Daarnaast dient de gemeente jaarlijks middels een
accountantsverklaring een overzicht te geven van haar activiteiten. Op basis
van deze accountantsverklaring vindt de definitieve financiële vergoeding door
het Rijk plaats.
Hoe de verantwoording voor de vrijwillige regeling
zal verlopen is nog niet bekend.
3. Consequenties voor Gemeente Delft
3.1. De Delftse visie op inburgeren
Inburgering is de eerste stap om tot integratie te
komen. Er ligt daarom een duidelijke link naar het Delftse integratiebeleid.
Deze nota beperkt zich tot het nieuwe inburgeringsstelsel en zaken die per 1
januari 2007 geregeld moeten zijn. In het voorjaar 2007 verschijnt een
integrale nota integratie, waarin het nieuwe inburgeringsbeleid binnen het
integratiebeleid zal worden ingepast.

OPDRACHTDOEL:
Zet het fragment over het Delftse inburgeringsbeleid voort, aansluitend op de laatste zin.

GEGEVEN MATERIAAL:
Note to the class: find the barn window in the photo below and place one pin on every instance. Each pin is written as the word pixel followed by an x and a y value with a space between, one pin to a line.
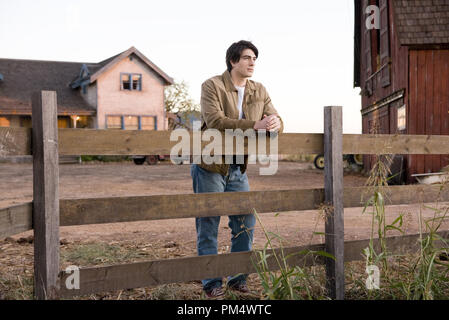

ANTWOORD OP OPDRACHT:
Tot nu toe is het Delftse beleid rondom inburgering
er vooral op gericht mensen zoveel mogelijk te ondersteunen bij het verwerven
van de Nederlandse taal. Dit gebeurt door het aanbieden van WIN-trajecten,
oudkomerstrajecten en het beschikbaar stellen van basiseducatie (vanuit WEB).
Dit alles vanuit de visie dat beheersing van de Nederlandse taal één van de
drie belangrijkste elementen en indicatoren is voor de mate van integratie. De
andere twee factoren zijn het hebben van werk en het hebben van contacten met
Nederlanders.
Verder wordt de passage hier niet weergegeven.